> _CHALLENGE A_:
In the listing below, reproduce word for word the lines starting at the one containing "Audit check: the pointed" and ending at the one containing "110;205;177;238", including both of those lines.

# Burning Wide Lines on a Lathe



## doubleDD (Oct 21, 2012)

Hey LJ's, I am working on the lathe with a new project and would like to know if there is a easy way to put a 1/4'' or larger burn line ( band )on it. I use a wire all the time making thin lines but what about anything wider? Any help would be welcomed. Thanks Dave


----------



## Jim Jakosh (Nov 24, 2009)

What if you used a 1/4" wide band and held it in a shallow groove made by a parting tool? the run the lathe up real fast and see if it burns it full width.


----------



## doubleDD (Oct 21, 2012)

Hey Jim, I used a 1/4'' parting tool for the groove and tried a 1/4'' bar for the burn, but didn't work well. That's what I looking for is a flexible band of something with enough strength to do it.


----------



## JollyGreen67 (Nov 1, 2010)

Did you use the edge of the parting tool with the lathe at high speed. I have a 1/8" parting tool, and if I don't leave room for the edges it will burn.


----------



## doubleDD (Oct 21, 2012)

Jimbo, yes That was my first idea to use the edge of the parting tool. At 2600 rpm it would give me a small burn on either side but the center gets a shine to it.


----------



## REO (Sep 20, 2012)

Doing it the way you have there is little contact surface and a whole lot of heat sink. use a thin strip of material that will partially wrap the work. Hang on and be careful how much you wrap! it will grab if there is a lot of pitch! use a piece of strapping split in half lengthwise. don't grab directly on to the strap possibly use a vise grip on the far end. the strap is stiff enough that it wont wrap on its own if it gets away from you.


----------



## doubleDD (Oct 21, 2012)

Hi REO. Are you referring to the strapping on large cartons or pallets as they use for shipping ? That sounds like that might work.


----------



## mpax356 (Jul 30, 2011)

You might be better off with painting or dying a band. You could use a strip of oily exotic wood but you probably will not get the smooth band you are looking for.


----------



## Wildwood (Jul 22, 2012)

I paid lot less for woodburning kit like this several years ago still thinking about becoming a fine artist one day. Really, think can do more damage with a pencil torch.

http://www.walmart.com/ip/Deluxe-Woodburning-Kit/11045676

If want to serious burning wood and do not mind spending a few more bucks for tools & equipment read what this woman has to say then check her web site turningmaven:

http://www.woodcentral.com/cgi-bin/readarticle.pl?dir=turning&file=articles_769.shtml

http://turningmaven.com/


----------



## bondogaposis (Dec 18, 2011)

I think this is most often done w/ a small torch like this one.


----------



## doubleDD (Oct 21, 2012)

MPax. Bill, Bondo, these are all good ideas. I may have to experiment and try them. MPax, I have painted stripes on turnings before, works well, just trying to do it more traditional. Bondo, Bill, will try these methods if 1/4'' thin band strip as others have mentioned doesn"t work.


----------



## JollyGreen67 (Nov 1, 2010)

Dave - What about a thin strip of cane or bamboo ?

Edit: Wait! My synapses just reconnected! Forget the above material, it will probably catch fire! ;o(


----------



## shawnmasterson (Jan 24, 2013)

Box annotations for photos
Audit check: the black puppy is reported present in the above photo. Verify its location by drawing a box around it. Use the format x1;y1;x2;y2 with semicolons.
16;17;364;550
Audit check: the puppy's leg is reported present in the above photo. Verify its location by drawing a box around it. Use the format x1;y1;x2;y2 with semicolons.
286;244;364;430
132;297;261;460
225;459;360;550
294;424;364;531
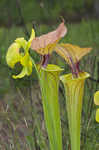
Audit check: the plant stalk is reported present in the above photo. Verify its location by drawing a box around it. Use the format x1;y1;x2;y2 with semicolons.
60;72;89;150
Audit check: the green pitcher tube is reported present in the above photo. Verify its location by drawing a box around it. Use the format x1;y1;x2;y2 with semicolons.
60;72;89;150
39;64;63;150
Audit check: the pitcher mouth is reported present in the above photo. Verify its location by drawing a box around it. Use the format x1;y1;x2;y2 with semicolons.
41;54;50;68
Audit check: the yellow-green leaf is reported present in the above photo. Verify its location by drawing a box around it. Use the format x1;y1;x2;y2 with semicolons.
27;29;35;49
6;43;21;68
94;91;99;105
15;38;27;50
96;109;99;122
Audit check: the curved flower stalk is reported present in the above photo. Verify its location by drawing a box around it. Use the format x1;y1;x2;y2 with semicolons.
55;43;91;150
39;64;63;150
94;91;99;122
6;29;35;79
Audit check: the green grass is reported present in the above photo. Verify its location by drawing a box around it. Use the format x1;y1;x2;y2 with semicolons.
0;20;99;150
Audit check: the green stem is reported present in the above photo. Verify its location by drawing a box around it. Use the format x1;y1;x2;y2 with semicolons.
60;72;89;150
39;64;62;150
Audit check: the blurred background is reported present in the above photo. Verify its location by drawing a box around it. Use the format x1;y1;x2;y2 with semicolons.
0;0;99;150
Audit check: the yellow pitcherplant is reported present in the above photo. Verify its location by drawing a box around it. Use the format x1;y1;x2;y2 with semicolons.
94;91;99;122
31;22;67;150
55;43;91;150
31;22;67;67
6;29;35;79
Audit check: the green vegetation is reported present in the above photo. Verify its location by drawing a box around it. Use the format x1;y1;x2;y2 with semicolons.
0;21;99;150
0;0;94;26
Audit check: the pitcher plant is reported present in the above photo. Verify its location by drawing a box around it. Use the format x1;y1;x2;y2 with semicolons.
55;44;91;150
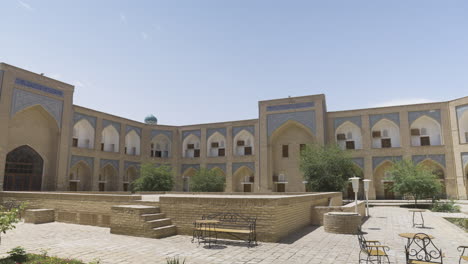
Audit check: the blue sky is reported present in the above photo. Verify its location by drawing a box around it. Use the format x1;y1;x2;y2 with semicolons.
0;0;468;125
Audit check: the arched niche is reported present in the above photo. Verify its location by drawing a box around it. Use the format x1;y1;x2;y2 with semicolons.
125;130;140;155
73;119;94;149
7;105;59;191
335;121;362;149
3;145;44;191
206;132;226;157
99;164;118;192
182;134;200;158
373;160;395;200
232;129;254;156
150;134;171;158
232;166;255;192
69;161;92;191
182;168;197;192
410;115;442;147
101;125;119;152
371;119;400;148
458;111;468;144
269;120;316;192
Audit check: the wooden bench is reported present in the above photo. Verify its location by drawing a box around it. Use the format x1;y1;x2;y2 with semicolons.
196;213;257;247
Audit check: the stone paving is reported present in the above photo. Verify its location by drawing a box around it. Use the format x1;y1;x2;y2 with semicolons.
0;207;468;264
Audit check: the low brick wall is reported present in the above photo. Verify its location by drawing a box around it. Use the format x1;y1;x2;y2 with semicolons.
159;192;342;242
312;201;366;225
0;192;157;227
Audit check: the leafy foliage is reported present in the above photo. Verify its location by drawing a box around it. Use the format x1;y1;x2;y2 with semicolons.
190;168;226;192
299;144;362;192
132;163;174;192
389;159;442;204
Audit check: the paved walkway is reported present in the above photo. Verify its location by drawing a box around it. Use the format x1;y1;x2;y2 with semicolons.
0;207;468;264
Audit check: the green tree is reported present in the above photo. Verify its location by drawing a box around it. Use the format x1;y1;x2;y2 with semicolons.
299;144;361;192
132;163;174;192
190;168;226;192
389;159;442;206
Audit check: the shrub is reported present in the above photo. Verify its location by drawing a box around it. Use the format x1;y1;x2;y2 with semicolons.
132;163;174;192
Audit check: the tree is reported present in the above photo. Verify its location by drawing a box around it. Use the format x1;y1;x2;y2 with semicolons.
132;163;174;192
190;168;226;192
299;144;361;192
389;159;442;206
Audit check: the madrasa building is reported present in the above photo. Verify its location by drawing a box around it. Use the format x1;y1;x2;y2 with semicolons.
0;63;468;199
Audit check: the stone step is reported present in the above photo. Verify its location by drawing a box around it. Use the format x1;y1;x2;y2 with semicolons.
141;213;166;221
146;218;172;228
151;225;177;238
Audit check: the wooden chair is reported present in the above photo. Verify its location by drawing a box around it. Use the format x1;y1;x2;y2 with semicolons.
358;228;390;264
405;233;444;264
457;246;468;264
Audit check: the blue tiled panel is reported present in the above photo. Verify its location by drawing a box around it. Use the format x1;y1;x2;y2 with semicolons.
99;159;119;171
151;129;172;141
353;158;364;169
369;113;400;129
232;162;255;174
412;154;445;167
73;112;96;129
182;129;201;140
267;102;315;112
372;156;402;170
70;155;94;170
232;126;255;137
408;109;441;125
124;161;140;171
333;116;362;130
10;88;63;128
125;125;141;137
102;119;120;135
206;163;226;173
206;127;226;138
180;164;200;174
267;110;316;137
15;78;63;97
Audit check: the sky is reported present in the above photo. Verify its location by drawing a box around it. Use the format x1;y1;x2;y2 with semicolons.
0;0;468;125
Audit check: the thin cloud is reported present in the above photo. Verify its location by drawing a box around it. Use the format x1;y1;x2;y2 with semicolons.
17;0;33;10
371;98;434;107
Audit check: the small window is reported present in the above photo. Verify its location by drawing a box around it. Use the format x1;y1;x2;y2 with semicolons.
283;145;289;158
420;137;431;146
382;138;392;148
346;141;354;149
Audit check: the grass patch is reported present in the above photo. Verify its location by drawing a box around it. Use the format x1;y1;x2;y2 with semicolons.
444;217;468;232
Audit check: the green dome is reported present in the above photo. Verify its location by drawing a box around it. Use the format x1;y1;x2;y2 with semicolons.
145;115;158;125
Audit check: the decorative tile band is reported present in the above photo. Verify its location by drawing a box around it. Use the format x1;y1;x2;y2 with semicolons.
369;113;400;129
267;110;316;137
232;126;255;137
267;102;315;112
15;78;63;97
232;162;255;174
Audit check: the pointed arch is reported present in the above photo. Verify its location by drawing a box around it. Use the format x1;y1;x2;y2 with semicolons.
371;118;400;148
410;115;443;147
335;121;362;149
73;118;94;149
182;134;200;158
232;129;255;156
125;129;140;155
101;124;120;152
206;132;226;157
150;134;172;158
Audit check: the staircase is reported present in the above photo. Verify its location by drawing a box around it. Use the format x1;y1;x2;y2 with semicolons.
110;205;177;238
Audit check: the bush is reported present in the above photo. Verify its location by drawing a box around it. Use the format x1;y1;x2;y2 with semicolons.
431;200;460;213
132;163;174;192
190;168;226;192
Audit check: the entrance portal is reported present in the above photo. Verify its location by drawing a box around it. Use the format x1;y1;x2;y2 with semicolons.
3;146;44;191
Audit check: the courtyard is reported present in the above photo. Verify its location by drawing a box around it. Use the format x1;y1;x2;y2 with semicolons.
0;207;468;264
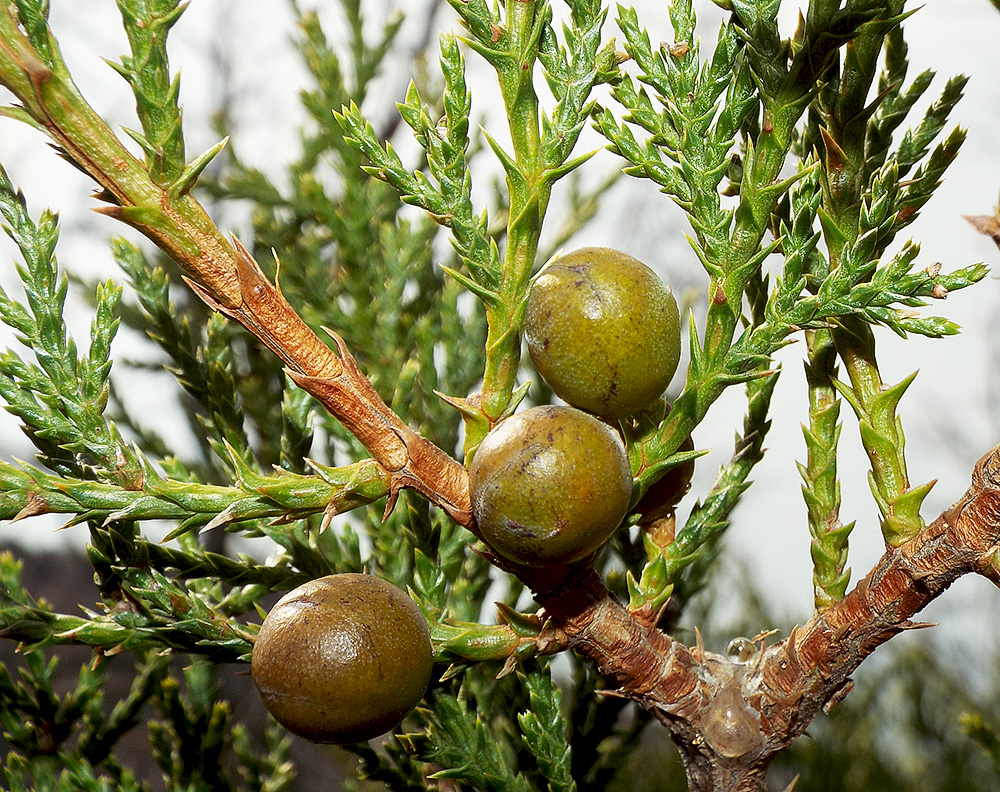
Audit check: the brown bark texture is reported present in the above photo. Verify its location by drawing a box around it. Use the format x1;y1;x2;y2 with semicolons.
107;223;1000;792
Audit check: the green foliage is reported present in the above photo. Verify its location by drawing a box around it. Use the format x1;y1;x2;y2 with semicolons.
0;0;997;792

> _CHALLENGE B_:
List every web address that appears in the lathe burning thread.

> _RESPONSE A_:
Audit check: the pointed arch is reported present in the above photo. Verify its location by drawing a box around it. Use the format x1;y1;x2;y2 with semicolons.
371;118;400;148
410;115;443;147
335;121;362;149
73;118;94;149
182;134;200;158
232;129;255;156
125;129;140;155
101;124;120;152
206;132;226;157
150;134;172;158
Audit check: the staircase is reported present in the above photo. Verify its location by drawing a box around it. Use the format x1;y1;x2;y2 with semicolons.
110;205;177;238

> _RESPONSE B_:
http://www.walmart.com/ip/Deluxe-Woodburning-Kit/11045676
http://www.woodcentral.com/cgi-bin/readarticle.pl?dir=turning&file=articles_769.shtml
http://turningmaven.com/